▶ Provided text:
For quality healthcare, the care has to be safe, effective or appropriate, timely, efficient, equitable and people-centric. An insight by Dr Krishna Reddy and Siddhartha Bhattacharya
For a developing country like India Universal Health Coverage (UHC) cannot or rather should not be a political choice. UHC calls for vision, courage, long-term thinking and actions on mission mode at the ground level. As India initiates a journey towards universal health coverage with Ayushman Bharat PMJAY, it is clear that improving quality of care will require system level action. PMJAY, a major social insurance programme that covers catastrophic medical expenses for nearly 50 per cent of India’s population, particularly the most vulnerable and economically weaker sections of population, primarily focuses on quality and affordability care.
A recent Lancet Study on “Health systems in the Sustainable Development Goals era: time for a revolution” reveals that Universal Health Coverage for SDG conditions could avert 8.6 million deaths per year but only if expansion of service coverage is accompanied by investments into high quality health systems. The care that people receive is often inadequate, and poor-quality care is common across conditions and countries, with the most vulnerable populations faring the worst. In low- and moderate-income countries, the evidence of poor-quality healthcare challenges the assumption that increasing utilisation through improved access and financial protection will lead to better outcomes. In fact, nearly 2/3rd of avoidable deaths were on account of poor quality.

▶ What is required: According to the article on universal health coverage in India, what does UHC call for? List each item. The records that follow have no connection to the article on universal health coverage in India.

[Free-text descriptions of objects]
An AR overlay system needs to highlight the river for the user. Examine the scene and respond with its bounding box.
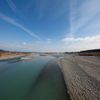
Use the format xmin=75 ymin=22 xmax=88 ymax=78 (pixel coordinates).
xmin=0 ymin=56 xmax=70 ymax=100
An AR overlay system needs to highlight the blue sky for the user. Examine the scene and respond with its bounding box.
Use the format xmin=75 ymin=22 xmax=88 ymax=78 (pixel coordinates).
xmin=0 ymin=0 xmax=100 ymax=52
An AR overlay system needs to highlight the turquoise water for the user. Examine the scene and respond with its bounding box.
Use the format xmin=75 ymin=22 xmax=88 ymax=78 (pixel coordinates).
xmin=0 ymin=56 xmax=70 ymax=100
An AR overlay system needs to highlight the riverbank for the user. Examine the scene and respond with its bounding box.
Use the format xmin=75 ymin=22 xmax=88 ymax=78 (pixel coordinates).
xmin=58 ymin=54 xmax=100 ymax=100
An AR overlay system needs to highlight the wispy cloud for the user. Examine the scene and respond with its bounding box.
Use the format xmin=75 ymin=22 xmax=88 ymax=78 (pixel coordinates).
xmin=62 ymin=35 xmax=100 ymax=51
xmin=70 ymin=0 xmax=100 ymax=36
xmin=47 ymin=39 xmax=51 ymax=43
xmin=23 ymin=42 xmax=26 ymax=45
xmin=6 ymin=0 xmax=20 ymax=14
xmin=62 ymin=35 xmax=100 ymax=42
xmin=0 ymin=13 xmax=41 ymax=40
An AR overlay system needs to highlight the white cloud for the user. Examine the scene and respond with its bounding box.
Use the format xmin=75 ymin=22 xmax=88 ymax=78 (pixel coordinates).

▶ Exercise result:
- vision
- courage
- long-term thinking
- actions on mission mode at the ground level